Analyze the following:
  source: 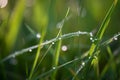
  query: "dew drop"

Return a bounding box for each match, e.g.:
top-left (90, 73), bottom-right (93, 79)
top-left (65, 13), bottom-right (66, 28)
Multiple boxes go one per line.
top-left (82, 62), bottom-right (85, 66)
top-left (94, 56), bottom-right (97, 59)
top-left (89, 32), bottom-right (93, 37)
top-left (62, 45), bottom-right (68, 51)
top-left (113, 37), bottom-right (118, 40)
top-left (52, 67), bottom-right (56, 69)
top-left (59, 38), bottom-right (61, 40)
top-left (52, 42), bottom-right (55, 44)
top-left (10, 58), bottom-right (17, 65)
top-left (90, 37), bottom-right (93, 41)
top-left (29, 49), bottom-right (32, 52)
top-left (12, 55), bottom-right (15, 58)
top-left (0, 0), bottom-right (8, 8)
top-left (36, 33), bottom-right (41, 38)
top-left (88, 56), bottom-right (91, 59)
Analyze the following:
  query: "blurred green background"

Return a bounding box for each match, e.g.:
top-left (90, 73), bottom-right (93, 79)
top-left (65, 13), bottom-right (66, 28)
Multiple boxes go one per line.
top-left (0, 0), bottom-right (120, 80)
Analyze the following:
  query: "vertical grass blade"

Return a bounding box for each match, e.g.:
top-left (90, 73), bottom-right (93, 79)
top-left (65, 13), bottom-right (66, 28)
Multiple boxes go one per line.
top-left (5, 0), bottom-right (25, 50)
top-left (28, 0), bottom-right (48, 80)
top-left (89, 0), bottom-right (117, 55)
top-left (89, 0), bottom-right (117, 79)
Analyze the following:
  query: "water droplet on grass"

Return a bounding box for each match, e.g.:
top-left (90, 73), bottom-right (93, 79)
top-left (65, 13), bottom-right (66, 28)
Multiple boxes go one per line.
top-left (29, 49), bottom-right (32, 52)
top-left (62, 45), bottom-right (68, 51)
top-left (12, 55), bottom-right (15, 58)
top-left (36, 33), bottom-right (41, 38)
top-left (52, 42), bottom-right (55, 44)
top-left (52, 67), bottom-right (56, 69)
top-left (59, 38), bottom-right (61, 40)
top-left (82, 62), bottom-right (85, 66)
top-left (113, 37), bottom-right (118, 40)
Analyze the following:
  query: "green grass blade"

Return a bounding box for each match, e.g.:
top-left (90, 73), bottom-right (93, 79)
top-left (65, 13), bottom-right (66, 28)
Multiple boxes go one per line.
...
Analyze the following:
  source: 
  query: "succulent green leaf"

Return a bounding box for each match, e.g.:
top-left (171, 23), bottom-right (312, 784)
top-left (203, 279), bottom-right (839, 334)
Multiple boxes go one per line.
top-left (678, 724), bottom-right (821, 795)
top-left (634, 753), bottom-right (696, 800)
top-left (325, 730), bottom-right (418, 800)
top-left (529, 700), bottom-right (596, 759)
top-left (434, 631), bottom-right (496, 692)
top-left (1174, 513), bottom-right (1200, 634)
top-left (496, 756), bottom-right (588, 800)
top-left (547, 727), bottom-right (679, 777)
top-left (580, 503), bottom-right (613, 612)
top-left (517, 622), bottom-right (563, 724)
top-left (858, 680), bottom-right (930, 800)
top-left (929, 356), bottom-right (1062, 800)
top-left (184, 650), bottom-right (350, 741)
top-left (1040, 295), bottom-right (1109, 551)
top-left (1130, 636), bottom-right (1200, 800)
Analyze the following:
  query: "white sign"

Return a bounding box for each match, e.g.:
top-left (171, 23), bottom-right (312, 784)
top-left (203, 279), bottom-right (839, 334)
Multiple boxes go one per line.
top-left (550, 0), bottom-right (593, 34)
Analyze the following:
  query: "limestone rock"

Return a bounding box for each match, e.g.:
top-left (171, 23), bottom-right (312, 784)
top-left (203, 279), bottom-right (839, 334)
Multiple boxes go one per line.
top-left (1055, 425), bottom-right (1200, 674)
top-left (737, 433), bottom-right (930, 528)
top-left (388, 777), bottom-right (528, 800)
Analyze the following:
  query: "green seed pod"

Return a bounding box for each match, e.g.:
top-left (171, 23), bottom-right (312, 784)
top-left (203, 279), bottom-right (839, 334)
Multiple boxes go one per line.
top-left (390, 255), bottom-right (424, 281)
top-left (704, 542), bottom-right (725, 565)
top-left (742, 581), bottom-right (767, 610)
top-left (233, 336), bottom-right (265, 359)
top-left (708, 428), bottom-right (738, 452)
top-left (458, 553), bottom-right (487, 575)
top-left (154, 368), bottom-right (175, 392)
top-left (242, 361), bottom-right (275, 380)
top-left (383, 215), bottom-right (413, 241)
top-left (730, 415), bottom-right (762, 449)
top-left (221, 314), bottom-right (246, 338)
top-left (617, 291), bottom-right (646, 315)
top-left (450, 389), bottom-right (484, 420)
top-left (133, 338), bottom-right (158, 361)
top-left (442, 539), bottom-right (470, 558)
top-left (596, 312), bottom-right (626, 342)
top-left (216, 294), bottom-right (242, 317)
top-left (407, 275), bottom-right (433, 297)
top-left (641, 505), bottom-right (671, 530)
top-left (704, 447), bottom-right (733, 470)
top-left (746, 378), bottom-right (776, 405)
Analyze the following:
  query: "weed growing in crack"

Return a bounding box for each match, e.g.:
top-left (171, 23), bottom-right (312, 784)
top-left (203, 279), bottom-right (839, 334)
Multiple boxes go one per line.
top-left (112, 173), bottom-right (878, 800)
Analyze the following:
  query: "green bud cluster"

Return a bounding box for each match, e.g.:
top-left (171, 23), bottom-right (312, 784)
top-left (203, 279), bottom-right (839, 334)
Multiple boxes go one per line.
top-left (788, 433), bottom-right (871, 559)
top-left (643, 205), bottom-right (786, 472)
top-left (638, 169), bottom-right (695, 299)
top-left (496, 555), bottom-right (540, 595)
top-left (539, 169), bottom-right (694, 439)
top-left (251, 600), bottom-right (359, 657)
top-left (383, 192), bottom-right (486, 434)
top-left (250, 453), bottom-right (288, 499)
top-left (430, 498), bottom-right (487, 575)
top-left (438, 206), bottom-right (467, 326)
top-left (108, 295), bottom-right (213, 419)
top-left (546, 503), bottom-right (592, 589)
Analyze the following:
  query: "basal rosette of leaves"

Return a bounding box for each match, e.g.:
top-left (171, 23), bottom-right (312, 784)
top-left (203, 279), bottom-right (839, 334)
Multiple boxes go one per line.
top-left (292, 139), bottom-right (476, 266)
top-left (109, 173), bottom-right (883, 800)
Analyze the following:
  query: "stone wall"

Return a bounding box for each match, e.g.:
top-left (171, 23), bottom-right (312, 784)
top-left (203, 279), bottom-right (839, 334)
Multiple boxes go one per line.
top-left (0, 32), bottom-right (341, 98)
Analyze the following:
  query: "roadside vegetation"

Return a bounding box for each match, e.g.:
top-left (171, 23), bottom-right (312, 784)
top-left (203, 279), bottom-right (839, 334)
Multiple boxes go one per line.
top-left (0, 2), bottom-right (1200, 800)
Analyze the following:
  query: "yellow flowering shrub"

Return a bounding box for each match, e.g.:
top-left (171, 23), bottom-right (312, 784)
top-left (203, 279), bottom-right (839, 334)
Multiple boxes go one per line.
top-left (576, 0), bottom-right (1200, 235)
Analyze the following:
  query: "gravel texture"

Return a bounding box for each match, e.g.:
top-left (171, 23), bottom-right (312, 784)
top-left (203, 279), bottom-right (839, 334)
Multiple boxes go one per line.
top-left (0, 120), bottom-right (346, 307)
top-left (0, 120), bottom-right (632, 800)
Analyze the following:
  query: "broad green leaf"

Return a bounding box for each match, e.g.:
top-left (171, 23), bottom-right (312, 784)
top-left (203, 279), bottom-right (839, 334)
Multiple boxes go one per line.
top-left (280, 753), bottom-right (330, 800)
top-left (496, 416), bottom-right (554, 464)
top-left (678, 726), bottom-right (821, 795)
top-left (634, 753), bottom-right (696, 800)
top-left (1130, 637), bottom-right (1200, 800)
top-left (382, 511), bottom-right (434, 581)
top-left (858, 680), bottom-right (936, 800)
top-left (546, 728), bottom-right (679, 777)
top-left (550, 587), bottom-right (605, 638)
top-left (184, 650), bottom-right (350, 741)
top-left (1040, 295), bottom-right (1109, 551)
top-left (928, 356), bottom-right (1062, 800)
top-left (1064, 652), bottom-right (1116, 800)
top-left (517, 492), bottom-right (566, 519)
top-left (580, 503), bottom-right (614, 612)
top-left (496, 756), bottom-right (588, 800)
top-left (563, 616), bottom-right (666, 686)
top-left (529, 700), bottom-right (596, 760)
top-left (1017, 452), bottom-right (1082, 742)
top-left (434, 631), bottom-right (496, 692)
--
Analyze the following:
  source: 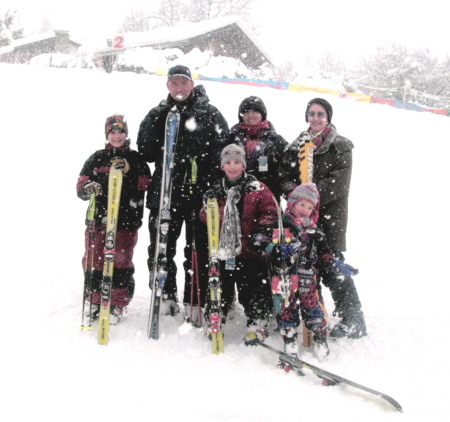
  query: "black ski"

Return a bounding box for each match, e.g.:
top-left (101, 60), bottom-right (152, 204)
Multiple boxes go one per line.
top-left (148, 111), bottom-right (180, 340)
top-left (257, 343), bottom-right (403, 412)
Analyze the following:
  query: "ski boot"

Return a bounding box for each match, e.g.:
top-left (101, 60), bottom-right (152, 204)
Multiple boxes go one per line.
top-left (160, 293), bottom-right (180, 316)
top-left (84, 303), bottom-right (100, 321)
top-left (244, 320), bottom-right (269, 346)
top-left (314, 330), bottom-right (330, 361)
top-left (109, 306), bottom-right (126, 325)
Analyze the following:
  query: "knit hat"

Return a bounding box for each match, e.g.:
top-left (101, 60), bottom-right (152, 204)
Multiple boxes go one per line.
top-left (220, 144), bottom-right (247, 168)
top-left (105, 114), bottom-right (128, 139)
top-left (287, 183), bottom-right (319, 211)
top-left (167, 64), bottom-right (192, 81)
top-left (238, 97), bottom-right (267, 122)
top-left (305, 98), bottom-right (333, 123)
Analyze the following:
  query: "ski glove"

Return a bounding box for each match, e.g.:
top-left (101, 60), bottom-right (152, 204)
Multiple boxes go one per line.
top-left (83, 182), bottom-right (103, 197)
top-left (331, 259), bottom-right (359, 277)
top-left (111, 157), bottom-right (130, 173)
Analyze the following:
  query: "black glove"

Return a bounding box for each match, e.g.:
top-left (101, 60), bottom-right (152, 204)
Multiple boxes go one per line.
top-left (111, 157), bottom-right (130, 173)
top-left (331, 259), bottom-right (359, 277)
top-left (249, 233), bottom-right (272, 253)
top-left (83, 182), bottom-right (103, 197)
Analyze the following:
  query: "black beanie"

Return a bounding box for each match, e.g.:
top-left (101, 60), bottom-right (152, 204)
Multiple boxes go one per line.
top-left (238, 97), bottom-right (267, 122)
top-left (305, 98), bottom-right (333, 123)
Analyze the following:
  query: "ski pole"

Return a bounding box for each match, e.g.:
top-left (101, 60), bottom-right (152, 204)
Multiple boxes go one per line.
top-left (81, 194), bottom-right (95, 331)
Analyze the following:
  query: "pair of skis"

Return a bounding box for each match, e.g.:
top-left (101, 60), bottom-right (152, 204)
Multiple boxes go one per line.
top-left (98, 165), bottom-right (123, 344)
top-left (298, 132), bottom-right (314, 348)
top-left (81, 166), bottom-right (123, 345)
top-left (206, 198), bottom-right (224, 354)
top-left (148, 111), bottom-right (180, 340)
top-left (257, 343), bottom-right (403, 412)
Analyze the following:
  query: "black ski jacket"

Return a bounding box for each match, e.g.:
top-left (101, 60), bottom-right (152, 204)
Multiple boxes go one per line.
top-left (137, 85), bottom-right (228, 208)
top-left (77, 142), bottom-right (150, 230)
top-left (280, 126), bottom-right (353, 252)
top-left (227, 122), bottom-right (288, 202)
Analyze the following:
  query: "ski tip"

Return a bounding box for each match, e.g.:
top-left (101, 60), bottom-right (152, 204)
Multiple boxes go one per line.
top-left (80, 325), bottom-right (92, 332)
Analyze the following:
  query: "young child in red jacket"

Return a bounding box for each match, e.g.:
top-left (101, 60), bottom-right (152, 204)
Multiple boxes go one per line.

◆ Exercise directions
List every line of the data above that contains the word "green", matching case exactly.

◆ Completed task
  query: "blurred green background"
  query: "green grass blade"
  query: "succulent green leaf"
  query: "green seed pod"
  query: "green bud cluster"
  query: "broad green leaf"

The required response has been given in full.